_INSTRUCTIONS TO FOLLOW_
Rewrite all of the rows below, putting "Response format" in place of every "Output form" and keeping everything else the same.

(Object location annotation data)
(begin)

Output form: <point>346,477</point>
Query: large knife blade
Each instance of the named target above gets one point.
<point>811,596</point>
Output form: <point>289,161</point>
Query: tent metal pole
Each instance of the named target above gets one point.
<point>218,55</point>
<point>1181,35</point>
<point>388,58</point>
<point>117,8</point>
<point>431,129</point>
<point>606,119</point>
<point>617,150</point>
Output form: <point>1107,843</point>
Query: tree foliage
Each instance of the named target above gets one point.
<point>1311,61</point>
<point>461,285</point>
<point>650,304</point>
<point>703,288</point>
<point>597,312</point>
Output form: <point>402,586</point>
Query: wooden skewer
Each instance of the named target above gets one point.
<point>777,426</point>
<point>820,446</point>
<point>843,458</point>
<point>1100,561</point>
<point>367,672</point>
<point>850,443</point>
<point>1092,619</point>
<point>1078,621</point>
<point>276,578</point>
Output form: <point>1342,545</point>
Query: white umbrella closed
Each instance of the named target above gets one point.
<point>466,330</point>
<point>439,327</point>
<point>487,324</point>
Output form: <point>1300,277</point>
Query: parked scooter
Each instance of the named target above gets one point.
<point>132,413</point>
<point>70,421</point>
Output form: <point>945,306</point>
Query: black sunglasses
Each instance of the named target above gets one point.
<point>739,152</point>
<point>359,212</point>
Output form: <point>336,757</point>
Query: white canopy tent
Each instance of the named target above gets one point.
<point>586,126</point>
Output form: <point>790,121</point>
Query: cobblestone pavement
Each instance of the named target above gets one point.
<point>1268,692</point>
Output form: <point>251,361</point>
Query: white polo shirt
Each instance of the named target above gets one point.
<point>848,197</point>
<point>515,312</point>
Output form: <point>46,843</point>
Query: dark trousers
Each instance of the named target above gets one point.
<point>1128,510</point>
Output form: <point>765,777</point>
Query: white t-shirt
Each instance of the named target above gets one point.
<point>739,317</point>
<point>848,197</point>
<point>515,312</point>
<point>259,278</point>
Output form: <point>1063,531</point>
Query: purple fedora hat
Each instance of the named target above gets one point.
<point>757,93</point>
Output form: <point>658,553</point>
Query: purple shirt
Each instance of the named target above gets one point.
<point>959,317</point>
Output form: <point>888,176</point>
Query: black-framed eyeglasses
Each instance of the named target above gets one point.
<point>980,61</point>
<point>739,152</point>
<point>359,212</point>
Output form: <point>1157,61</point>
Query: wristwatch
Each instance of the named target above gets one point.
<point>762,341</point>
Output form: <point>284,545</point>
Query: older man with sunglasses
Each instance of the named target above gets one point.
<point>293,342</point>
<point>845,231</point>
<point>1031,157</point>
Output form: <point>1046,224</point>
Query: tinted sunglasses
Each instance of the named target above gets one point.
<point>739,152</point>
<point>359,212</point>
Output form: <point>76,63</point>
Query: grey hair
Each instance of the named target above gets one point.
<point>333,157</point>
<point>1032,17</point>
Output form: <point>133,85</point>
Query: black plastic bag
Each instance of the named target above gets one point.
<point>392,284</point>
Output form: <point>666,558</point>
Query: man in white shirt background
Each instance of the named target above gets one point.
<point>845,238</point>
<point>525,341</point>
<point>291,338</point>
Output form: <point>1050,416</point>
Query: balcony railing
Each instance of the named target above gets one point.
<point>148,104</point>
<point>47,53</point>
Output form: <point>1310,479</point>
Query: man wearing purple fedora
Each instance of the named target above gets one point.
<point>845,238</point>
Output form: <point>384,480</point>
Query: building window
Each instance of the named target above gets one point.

(end)

_SOLVED EXERCISE_
Response format: <point>346,477</point>
Query: large knife blade
Each instance of the named target above gets one point.
<point>811,596</point>
Response format: <point>289,161</point>
Query: tent metal pole
Each instance of the named target above gets one point.
<point>218,55</point>
<point>1181,35</point>
<point>388,58</point>
<point>117,8</point>
<point>431,129</point>
<point>606,119</point>
<point>617,150</point>
Response format: <point>1107,843</point>
Query: tree foliage
Each instance of the named target above gets one point.
<point>1311,61</point>
<point>461,285</point>
<point>650,304</point>
<point>703,288</point>
<point>597,312</point>
Response format: <point>402,586</point>
Query: wooden skewer
Each instance of the named target above gets one point.
<point>777,426</point>
<point>820,446</point>
<point>843,458</point>
<point>1100,561</point>
<point>367,672</point>
<point>850,443</point>
<point>1092,619</point>
<point>1078,621</point>
<point>276,578</point>
Response format: <point>1342,545</point>
Query: white umbrella closed
Each instance of the named target above gets one point.
<point>466,330</point>
<point>439,327</point>
<point>487,324</point>
Response format: <point>1300,277</point>
Query: parked scooter
Each instance of the named target above gets one point.
<point>132,413</point>
<point>70,421</point>
Response format: <point>945,306</point>
Query: black sunglasses
Each instance of the named target above gets one point.
<point>739,152</point>
<point>359,212</point>
Response format: <point>336,757</point>
Query: white canopy tent
Each instance of the named target above gets one point.
<point>586,126</point>
Response format: <point>790,121</point>
Query: cobblestone pavement
Each instance of the named target above gets one point.
<point>1268,692</point>
Response format: <point>251,361</point>
Query: white polo shirt
Each instance of the named target above gets one point.
<point>848,197</point>
<point>515,312</point>
Response format: <point>46,843</point>
Query: dark trousers
Each instance of the named target above gets one point.
<point>1128,510</point>
Response format: <point>765,777</point>
Query: white t-shirt
Each instance of the named target above gets one point.
<point>739,317</point>
<point>848,197</point>
<point>515,312</point>
<point>259,278</point>
Response format: <point>1063,531</point>
Query: purple fedora hat
Each instance of the named target above gets one point.
<point>757,93</point>
Response format: <point>658,553</point>
Query: purple shirt
Each instance of the named target above gets one point.
<point>959,317</point>
Response format: <point>888,176</point>
Query: black-framed eyeglasses
Each instance of the named target above gets one point.
<point>980,61</point>
<point>739,152</point>
<point>359,212</point>
Response format: <point>1157,61</point>
Query: wristwatch
Each instance of the named target above gets one point.
<point>762,341</point>
Response format: <point>284,545</point>
Query: older man with sunglasses
Each instance of the named target above gets one point.
<point>293,342</point>
<point>845,231</point>
<point>1031,157</point>
Response format: <point>1046,224</point>
Query: tinted sunglasses
Each instance of the named target above gets one point.
<point>739,152</point>
<point>359,212</point>
Response format: <point>76,63</point>
Query: grey hair
Each instance of the named target above gets one point.
<point>333,157</point>
<point>1032,17</point>
Response format: <point>133,85</point>
Query: black plastic bag
Each instance of the named target above gets one point.
<point>392,284</point>
Response format: <point>666,558</point>
Query: man in white shirt background
Each instance of the named target above gets one point.
<point>845,238</point>
<point>525,341</point>
<point>291,338</point>
Response format: <point>1050,416</point>
Query: balcony railing
Each instance of the named target above gets one point.
<point>148,104</point>
<point>47,53</point>
Response format: <point>1310,479</point>
Query: man wearing purple fedora
Each instance of the named target above gets one point.
<point>845,238</point>
Response format: <point>384,480</point>
Query: building window
Each instance of the named target above gets one point.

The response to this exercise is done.